§ Exercise directions:
The reply should consist of one number, the count of lines below in which the word "woman" appears.

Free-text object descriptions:
::::::::::
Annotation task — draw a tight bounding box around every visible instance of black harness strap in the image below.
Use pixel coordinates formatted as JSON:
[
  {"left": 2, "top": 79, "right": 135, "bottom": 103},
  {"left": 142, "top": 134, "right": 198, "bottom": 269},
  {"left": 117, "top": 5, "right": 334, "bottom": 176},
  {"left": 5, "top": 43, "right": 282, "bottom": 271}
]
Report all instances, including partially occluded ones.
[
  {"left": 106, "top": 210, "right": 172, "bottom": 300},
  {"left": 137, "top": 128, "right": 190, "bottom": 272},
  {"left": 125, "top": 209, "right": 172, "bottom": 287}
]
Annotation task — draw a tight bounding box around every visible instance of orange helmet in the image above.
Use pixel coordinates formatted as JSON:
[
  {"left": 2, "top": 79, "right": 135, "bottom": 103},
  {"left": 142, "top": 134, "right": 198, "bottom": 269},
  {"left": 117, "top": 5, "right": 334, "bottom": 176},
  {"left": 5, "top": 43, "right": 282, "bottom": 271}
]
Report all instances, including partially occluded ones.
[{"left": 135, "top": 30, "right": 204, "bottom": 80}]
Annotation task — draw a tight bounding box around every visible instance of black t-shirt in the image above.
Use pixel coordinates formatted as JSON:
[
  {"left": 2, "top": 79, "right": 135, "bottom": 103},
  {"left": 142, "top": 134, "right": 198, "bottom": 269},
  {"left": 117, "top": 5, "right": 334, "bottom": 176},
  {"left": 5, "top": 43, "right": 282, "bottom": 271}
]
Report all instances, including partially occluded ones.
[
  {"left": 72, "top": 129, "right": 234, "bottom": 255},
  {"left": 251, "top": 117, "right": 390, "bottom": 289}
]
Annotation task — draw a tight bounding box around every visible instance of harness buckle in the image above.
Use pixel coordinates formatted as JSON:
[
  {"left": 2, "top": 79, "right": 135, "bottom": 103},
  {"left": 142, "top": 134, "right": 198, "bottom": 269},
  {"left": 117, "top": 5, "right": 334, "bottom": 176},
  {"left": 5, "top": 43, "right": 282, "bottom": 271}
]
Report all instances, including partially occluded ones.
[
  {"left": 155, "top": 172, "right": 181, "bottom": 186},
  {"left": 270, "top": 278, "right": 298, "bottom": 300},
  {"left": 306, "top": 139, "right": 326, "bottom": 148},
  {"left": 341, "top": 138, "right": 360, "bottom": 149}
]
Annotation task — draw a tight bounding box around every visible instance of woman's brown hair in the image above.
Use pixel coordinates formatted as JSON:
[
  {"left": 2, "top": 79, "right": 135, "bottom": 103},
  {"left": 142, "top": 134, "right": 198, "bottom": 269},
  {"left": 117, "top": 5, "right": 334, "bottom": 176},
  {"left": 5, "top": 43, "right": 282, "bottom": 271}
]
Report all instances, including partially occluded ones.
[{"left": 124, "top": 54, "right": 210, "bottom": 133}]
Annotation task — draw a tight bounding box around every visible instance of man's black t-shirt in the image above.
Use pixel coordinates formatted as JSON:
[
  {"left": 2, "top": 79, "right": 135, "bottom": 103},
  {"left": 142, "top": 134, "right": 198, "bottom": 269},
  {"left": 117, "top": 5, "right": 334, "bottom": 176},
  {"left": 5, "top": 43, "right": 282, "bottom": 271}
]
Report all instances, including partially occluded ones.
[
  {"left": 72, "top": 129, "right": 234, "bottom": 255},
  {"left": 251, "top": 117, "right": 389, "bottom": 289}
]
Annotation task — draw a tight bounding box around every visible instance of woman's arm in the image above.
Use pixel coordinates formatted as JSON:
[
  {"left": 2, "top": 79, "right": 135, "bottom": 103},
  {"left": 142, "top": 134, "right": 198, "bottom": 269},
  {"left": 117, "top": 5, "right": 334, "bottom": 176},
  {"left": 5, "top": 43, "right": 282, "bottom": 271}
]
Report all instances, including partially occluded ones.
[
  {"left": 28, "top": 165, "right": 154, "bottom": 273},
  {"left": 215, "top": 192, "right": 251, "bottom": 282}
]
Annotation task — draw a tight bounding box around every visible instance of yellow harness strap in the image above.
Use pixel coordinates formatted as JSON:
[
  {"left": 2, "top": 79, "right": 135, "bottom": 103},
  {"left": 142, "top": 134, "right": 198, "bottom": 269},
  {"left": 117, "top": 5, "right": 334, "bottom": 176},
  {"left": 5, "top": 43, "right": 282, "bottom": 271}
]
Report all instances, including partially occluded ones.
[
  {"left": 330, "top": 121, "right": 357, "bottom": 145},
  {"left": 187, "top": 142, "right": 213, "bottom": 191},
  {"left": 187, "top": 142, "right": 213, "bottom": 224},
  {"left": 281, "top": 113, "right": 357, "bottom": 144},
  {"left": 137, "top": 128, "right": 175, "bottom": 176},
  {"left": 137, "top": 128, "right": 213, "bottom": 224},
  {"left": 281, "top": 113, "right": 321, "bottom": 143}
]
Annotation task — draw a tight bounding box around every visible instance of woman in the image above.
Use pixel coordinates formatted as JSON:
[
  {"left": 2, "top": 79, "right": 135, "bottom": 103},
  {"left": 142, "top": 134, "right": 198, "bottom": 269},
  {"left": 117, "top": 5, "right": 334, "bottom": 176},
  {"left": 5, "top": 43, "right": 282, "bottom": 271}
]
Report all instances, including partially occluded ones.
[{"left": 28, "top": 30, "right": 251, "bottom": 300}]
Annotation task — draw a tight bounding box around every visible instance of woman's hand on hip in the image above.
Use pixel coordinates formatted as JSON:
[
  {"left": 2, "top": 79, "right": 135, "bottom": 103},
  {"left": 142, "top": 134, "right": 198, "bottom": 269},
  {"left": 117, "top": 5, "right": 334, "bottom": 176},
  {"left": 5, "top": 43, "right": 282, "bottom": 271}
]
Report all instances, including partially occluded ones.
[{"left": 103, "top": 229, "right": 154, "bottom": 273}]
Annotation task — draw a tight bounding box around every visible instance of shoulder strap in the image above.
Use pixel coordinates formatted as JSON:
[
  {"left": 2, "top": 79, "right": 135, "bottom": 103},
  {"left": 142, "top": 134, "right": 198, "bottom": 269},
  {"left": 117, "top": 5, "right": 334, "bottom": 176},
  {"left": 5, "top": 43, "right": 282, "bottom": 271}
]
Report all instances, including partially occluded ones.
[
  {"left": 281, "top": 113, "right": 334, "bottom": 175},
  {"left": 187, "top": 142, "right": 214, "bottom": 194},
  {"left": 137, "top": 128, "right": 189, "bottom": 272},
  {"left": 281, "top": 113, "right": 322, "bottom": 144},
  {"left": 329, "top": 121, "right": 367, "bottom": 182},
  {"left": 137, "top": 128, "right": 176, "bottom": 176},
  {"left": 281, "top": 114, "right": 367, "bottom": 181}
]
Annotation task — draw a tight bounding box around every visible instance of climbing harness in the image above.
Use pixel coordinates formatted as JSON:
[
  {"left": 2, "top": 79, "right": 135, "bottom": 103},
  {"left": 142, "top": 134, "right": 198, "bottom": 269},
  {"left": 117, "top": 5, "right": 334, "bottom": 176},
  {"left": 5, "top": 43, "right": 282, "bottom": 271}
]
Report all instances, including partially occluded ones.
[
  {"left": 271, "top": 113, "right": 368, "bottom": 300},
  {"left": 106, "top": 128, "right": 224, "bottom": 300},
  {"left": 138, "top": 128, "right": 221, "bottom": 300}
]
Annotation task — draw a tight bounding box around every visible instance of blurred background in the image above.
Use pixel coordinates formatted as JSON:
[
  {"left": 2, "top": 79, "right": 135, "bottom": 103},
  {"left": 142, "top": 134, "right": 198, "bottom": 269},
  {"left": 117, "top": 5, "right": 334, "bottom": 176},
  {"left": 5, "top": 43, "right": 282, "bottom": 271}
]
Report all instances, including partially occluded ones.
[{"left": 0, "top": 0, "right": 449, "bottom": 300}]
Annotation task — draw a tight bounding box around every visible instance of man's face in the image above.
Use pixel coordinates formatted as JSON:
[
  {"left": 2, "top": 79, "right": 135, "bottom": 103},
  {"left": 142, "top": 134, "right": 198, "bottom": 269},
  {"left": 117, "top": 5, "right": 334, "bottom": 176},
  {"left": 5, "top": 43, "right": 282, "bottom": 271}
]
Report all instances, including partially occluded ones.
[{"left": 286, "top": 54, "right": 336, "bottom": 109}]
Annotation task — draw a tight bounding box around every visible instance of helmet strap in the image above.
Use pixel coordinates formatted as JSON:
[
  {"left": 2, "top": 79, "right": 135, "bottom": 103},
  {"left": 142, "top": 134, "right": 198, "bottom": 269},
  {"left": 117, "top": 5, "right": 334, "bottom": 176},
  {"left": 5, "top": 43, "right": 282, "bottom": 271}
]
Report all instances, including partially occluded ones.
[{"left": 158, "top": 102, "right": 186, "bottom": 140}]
::::::::::
§ Exercise answer:
4